▸ **What this task involves**
Set down the full listing exactly, character for character.

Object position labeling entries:
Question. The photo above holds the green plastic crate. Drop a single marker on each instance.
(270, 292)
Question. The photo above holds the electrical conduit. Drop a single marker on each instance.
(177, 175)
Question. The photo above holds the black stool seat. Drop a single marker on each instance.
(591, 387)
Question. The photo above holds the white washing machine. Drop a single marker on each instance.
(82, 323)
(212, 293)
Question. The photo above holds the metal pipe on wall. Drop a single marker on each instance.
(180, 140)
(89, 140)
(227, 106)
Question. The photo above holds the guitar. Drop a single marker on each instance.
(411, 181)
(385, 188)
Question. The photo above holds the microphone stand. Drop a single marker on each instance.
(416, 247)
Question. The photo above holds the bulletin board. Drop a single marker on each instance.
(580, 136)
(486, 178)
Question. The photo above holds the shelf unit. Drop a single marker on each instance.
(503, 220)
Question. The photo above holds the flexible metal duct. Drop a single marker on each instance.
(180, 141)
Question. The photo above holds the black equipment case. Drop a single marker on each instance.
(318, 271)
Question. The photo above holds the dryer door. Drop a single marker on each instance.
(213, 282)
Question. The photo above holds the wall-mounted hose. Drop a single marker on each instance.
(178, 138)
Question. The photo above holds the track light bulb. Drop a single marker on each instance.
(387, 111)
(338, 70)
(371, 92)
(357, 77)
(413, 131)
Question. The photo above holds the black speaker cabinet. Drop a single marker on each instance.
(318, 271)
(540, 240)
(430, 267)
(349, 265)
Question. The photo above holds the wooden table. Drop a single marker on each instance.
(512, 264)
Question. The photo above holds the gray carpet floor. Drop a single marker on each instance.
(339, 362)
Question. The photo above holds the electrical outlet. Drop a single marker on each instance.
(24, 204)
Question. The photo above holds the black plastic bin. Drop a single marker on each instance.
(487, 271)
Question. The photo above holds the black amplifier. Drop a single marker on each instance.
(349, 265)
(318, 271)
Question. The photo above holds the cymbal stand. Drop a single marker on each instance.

▸ **Expected answer**
Question. The photo above holds the green plastic crate. Drop a single marker on each instance.
(270, 292)
Question. The photo above holds the electrical conduit. Drop a single marker on each instance.
(177, 175)
Question. The photo above holds the black stool seat. Drop a single marker on each instance.
(591, 387)
Question. The photo above holds the white washing machine. Drop a single marker on each instance.
(82, 323)
(212, 293)
Question. The photo above holds the metal pipe on wall. Drop a single marker on each instance.
(180, 140)
(89, 140)
(227, 106)
Question. The photo above holds the guitar. Drop a single marker on each instance.
(411, 181)
(385, 188)
Question. The photo above holds the microphone stand. Drop a single marker on each instance.
(416, 247)
Question. The photo above holds the bulletin board. Drop a single marker on each instance.
(580, 136)
(486, 178)
Question. The photo above holds the shelf unit. Drop a single marker on each instance.
(503, 220)
Question. The photo above holds the flexible metal duct. Drop a single marker on each instance.
(180, 141)
Question. The photo above holds the black equipment case. Drop a single marker on each instance.
(318, 271)
Question. The photo above holds the dryer door. Drop a single marker on each instance.
(213, 282)
Question. The photo above holds the wall-mounted hose. Drop a single marker on each instance.
(178, 138)
Question. The photo above holds the track light bulb. Drop a single marker on each instance.
(387, 111)
(338, 70)
(371, 92)
(357, 77)
(413, 131)
Question. The photo above holds the black speaker cabinet. Drop a single marker on each instance.
(318, 271)
(540, 240)
(430, 267)
(349, 265)
Question. The photo above holds the wooden table. Drop a single marker on each instance.
(512, 264)
Question. The photo above holds the gray carpet floor. Drop a single marker on each instance.
(339, 362)
Question. The photo above holds the electrical outlet. Drop a single marker on each instance.
(24, 204)
Question. The photo above holds the black plastic bin. Drop a single marker on each instance.
(487, 271)
Question. The photo above holds the black amplifier. Drop a single marker on each instance.
(349, 265)
(318, 271)
Question. The photo above holds the cymbal stand. Drop a single marker on each instance.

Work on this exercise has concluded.